Your objective
Output every record exactly, and nothing more.

[Stored records]
++++

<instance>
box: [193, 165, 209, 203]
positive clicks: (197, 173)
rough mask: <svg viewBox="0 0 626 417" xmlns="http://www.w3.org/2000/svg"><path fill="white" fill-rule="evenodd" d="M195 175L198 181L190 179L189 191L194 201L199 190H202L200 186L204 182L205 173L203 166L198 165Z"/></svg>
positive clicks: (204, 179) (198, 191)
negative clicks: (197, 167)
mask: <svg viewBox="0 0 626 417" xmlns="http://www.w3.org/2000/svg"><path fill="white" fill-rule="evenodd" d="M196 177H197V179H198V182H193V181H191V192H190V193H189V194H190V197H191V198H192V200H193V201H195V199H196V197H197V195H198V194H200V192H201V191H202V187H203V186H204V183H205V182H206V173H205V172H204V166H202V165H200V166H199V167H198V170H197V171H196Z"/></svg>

++++

Your solution
<instance>
box: [193, 165, 209, 203]
positive clicks: (197, 173)
rough mask: <svg viewBox="0 0 626 417" xmlns="http://www.w3.org/2000/svg"><path fill="white" fill-rule="evenodd" d="M195 175L198 181L190 179L189 191L194 201L199 190H202L200 186L204 182L205 173L203 166L198 165Z"/></svg>
positive clicks: (204, 179) (198, 191)
negative clicks: (197, 167)
mask: <svg viewBox="0 0 626 417" xmlns="http://www.w3.org/2000/svg"><path fill="white" fill-rule="evenodd" d="M196 177H197V179H198V182H193V181H191V192H190V193H189V194H190V197H191V198H192V200H193V201H195V199H196V197H197V195H198V194H200V192H201V191H202V187H203V186H204V183H205V182H206V173H205V172H204V166H202V165H200V166H199V167H198V170H197V171H196Z"/></svg>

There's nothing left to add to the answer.